■ TEXTE À ÉTUDIER ■
Mais aussi par pragmatisme : en effet, « les habitants des bidonvilles seront deux milliards en 2030 » (Virginie Rachmuhl). Dans la perspective d’un développement équilibré des centres urbains, il devient urgent d’intégrer ces populations. De plus, c’est une « question de justice territoriale et de répartition des richesses » (Agnès Deboulet).
Un diagnostic à établir au cas par cas
Le préalable indispensable pour une planification et gestion urbaines efficace et cohérente consiste déjà à rendre visible l’existence des zones d’habitat précaire sur les cartes : ainsi, par exemple, « au Kenya, à Eldoret, le schéma directeur de la ville ne représentait pas les quartiers précaires » (Amandine Dukhan).
Ensuite, dans la mesure où « il n’y a pas de solution magique commune » (Moh Rejdali), l’élaboration des projets de réaménagement de ces quartiers nécessite d’identifier leurs spécificités. « Contre la tendance à la standardisation [et] l’orthodoxie de la ville orthogonale » (Agnès Deboulet), la reconnaissance des héritages historiques, culturels, géographiques… propres à chaque aire est un prérequis fondamental. Ainsi, d’un pays du Maghreb à l’autre, on observe des caractéristiques particulières : « À la différence des pays de la région, les quartiers précaires en Tunisie ne sont pas des bidonvilles ». Ces héritages expliquent notamment la « diversité de statuts locatifs et de statuts hybrides d’occupation foncière » (Agnès Deboulet) : en prendre conscience permet d’appréhender la question foncière dans toute sa complexité.
Enfin, la seule manière d’avancer vers des solutions pérennes et adaptées est de prendre en compte l’avis des premiers concernés : la participation des habitants de ces quartiers permet de « s’appuyer sur les dynamiques locales » (Virginie Rachmuhl).
Envisager des approches multiples
Quelles solutions concrètes s’offrent aux acteurs impliqués ? Du « relogement à la réhabilitation, en passant par les pratiques de land sharing typiques des pays de tradition anglo-saxonne, il y a toute une gamme d’approches urbanistiques à prendre en compte » (Agnès Deboulet).

■ TRAVAIL À FAIRE ■
- A) Dites si chaque affirmation concorde avec le texte en répondant par oui ou non, puis citez les mots du texte qui le montrent. (i) Les habitants des bidonvilles seront deux milliards en 2030. (ii) Les quartiers précaires en Tunisie sont des bidonvilles. (iii) À Eldoret, le schéma directeur de la ville représentait les quartiers précaires.
- B) Recopiez mot pour mot le passage du texte qui va de « Ensuite, dans la » jusqu'à « toute sa complexité. » inclus.
Les entrées n'ont aucun lien avec le texte.

■ DONNÉES FOURNIES ■
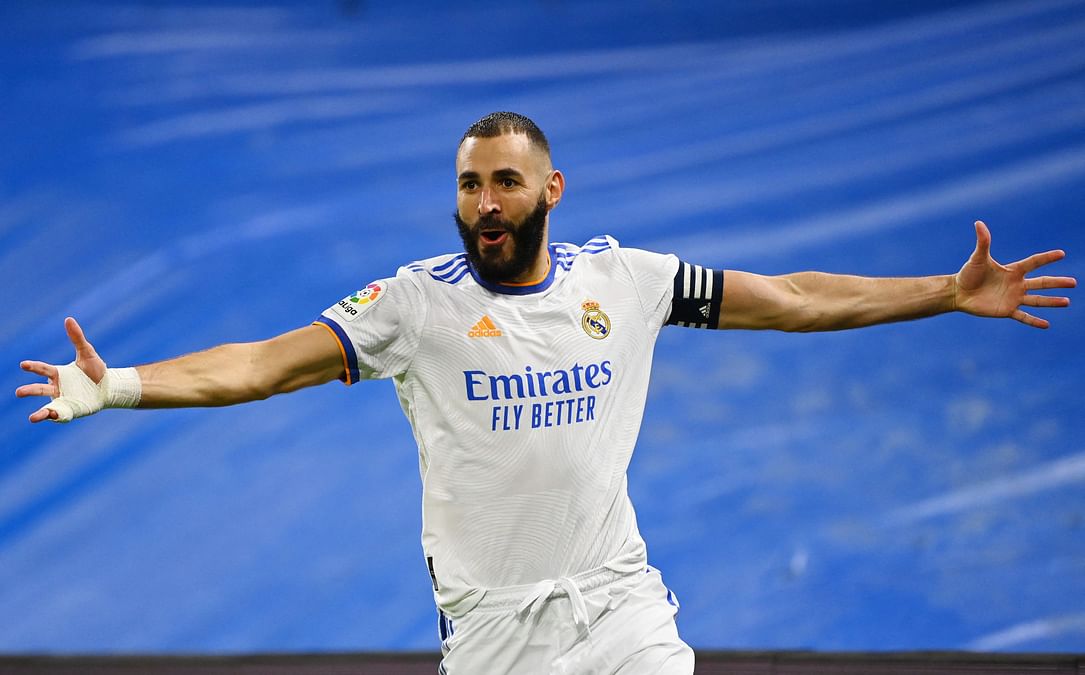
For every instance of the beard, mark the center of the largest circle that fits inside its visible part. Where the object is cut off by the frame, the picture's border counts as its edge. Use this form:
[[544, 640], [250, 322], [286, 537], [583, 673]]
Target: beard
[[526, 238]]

...

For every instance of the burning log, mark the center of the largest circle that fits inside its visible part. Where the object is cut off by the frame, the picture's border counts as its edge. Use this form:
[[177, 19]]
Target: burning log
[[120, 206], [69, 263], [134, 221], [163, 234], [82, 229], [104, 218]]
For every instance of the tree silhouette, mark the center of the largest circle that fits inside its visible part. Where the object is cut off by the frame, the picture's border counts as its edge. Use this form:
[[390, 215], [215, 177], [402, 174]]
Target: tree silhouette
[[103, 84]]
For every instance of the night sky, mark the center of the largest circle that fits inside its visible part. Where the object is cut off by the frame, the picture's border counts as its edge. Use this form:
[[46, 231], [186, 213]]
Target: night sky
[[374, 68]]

...

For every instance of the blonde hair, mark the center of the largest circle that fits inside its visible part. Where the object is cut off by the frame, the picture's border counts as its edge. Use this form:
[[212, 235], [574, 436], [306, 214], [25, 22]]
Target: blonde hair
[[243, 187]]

■ CORRIGÉ DE L'EXERCICE ■
- A)
(i) Oui : « les habitants des bidonvilles seront deux milliards en 2030 ».
(ii) Non : « les quartiers précaires en Tunisie ne sont pas des bidonvilles ».
(iii) Non : « le schéma directeur de la ville ne représentait pas les quartiers précaires ».

- B)
Ensuite, dans la mesure où « il n’y a pas de solution magique commune » (Moh Rejdali), l’élaboration des projets de réaménagement de ces quartiers nécessite d’identifier leurs spécificités. « Contre la tendance à la standardisation [et] l’orthodoxie de la ville orthogonale » (Agnès Deboulet), la reconnaissance des héritages historiques, culturels, géographiques… propres à chaque aire est un prérequis fondamental. Ainsi, d’un pays du Maghreb à l’autre, on observe des caractéristiques particulières : « À la différence des pays de la région, les quartiers précaires en Tunisie ne sont pas des bidonvilles ». Ces héritages expliquent notamment la « diversité de statuts locatifs et de statuts hybrides d’occupation foncière » (Agnès Deboulet) : en prendre conscience permet d’appréhender la question foncière dans toute sa complexité.